Surrogacy—the act of using a surrogate to conceive and bear a child—is on the rise around the world. Defenders of this practice say that everyone benefits from it. But a U.S. woman named Annie (a pseudonym) found out what happens when the relationship between a surrogate and the couple who hope to raise the child goes wrong.

Surrogacy made so much sense to Annie at first. Following a series of bereavements, she and her husband, Pat, felt the need to “bring life into the world again,” she says.

“Pat’s brother passed unexpectedly, and then my cousin, who was like a mom to me, followed by Pat’s cousin, who was found dead in a hotel room; my great uncle; then my aunt,” Annie says. “All of this happened in the span of a year.”

She had four children from a previous marriage, but an ectopic pregnancy left her unable to conceive naturally again. Annie, in her late 30s at the time, was advised to try in vitro fertilization (IVF). She and Pat couldn’t afford that, however.

The couple wasn’t poor, “but time was a factor for us, and we didn’t think that we would be able to come up with that amount of money in a short amount of time,” Annie says.

She was aware of women being hired as surrogates, from the media and through word of mouth. “I began to wonder if that was a good way to pay for the IVF.”

Surrogacy involves inseminating or implanting an embryo into a woman’s uterus. Immediately after giving birth, the surrogate mother is required to give the child to the commissioning parents. Since the 1970s, more than 25,000 babies have been born in the U.S. through surrogacy.

There are two types of surrogacy: altruistic, in which the birth mother bears a baby for another couple simply as a gesture of kindness, and commercial, in which the surrogate is paid.

In the U.K., Canada and Australia, altruistic surrogacy is permitted, but commercial surrogacy is against the law. By contrast, all surrogacy is illegal in France, Germany and Italy. Commercial surrogacy is legal in a number of U.S. states, including California, Illinois, Arkansas, Maryland, Oregon and New Hampshire, as well as Washington D.C., and in New Jersey and Washington, commercial surrogacy laws go into effect this year. But even in states that outlaw commercial surrogacy, payment can be made by way of covering expenses and loss of earnings, which can amount to a full-time salary. In Iowa, for example, surrogates receive between $30,000 to $35,000, plus expenses.

▶ _PROBLEM DETAILS_: Translate this sentence from the passage on surrogacy into Spanish: "Since the 1970s, more than 25,000 babies have been born in the U.S. through surrogacy."

▶ _EXTRACTED ENTRIES_:
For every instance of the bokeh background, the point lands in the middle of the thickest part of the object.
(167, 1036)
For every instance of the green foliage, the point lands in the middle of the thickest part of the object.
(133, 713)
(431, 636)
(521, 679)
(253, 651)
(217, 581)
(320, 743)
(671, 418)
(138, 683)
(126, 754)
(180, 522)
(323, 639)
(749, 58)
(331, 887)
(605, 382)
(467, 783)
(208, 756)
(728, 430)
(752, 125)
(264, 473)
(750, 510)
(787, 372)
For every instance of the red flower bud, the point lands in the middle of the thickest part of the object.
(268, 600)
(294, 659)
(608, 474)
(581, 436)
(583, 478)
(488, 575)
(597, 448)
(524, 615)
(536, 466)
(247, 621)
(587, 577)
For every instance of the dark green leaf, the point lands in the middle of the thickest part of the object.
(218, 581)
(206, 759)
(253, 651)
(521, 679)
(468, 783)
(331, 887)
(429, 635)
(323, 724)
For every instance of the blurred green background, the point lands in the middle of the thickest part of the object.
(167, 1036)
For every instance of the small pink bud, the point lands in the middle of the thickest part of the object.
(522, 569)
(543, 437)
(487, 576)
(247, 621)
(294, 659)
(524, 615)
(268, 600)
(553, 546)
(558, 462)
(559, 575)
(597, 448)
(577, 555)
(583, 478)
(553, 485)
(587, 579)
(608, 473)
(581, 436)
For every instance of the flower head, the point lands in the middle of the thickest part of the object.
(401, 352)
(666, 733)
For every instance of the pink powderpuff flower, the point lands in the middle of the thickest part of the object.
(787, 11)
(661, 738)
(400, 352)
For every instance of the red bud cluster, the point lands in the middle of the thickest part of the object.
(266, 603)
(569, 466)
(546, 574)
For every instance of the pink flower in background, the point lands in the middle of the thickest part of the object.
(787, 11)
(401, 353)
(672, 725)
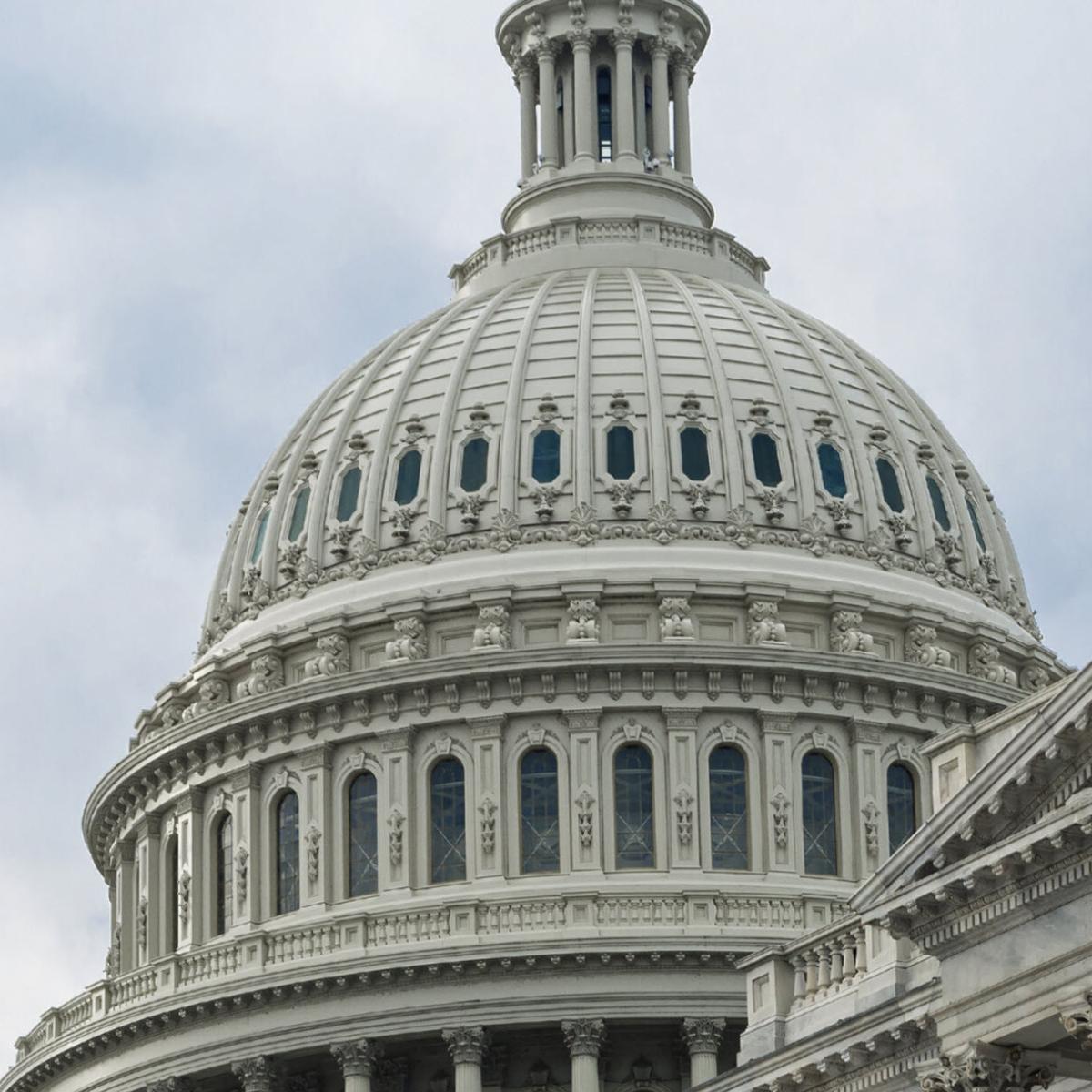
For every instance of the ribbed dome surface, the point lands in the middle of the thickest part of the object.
(579, 353)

▶ _WORKED SOLUTION_: Desde la década de 1970, más de 25 000 bebés han nacido en Estados Unidos mediante la gestación subrogada.